> Task brief
Report every line of the records below that contains the word "tassel", treating uppercase and lowercase as different.
-- Data for this task start --
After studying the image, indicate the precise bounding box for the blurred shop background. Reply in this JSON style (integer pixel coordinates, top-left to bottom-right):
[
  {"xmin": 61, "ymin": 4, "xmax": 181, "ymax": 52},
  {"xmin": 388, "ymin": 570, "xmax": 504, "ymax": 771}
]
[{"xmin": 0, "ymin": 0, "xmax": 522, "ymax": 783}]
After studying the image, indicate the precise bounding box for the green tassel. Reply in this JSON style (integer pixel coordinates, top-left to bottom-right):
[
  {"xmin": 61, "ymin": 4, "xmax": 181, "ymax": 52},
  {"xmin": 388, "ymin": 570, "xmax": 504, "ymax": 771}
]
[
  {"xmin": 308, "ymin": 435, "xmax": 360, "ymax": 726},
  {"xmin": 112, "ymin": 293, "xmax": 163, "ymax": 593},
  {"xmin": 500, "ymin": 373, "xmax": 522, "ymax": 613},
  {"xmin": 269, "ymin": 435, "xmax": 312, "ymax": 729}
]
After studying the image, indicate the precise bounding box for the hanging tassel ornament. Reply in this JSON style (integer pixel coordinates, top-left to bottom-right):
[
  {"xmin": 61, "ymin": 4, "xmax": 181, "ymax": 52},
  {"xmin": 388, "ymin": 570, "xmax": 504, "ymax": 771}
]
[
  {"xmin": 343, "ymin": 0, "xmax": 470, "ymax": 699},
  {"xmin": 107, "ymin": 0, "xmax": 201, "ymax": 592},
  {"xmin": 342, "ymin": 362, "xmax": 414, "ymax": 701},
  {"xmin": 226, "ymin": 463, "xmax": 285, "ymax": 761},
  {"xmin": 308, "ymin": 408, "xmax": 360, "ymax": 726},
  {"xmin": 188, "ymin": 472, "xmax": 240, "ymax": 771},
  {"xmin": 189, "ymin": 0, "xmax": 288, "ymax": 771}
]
-- Data for this task end --
> Solution for this task
After studying the image, indicate the precise bounding box for the green tassel. Reply in this JSON style (integer pixel coordinates, top-left to bottom-right):
After studying the image, indicate the precise bounding box for the hanging tassel ornament. Reply in this JSON style (integer pixel coordinates, top-left to bottom-right):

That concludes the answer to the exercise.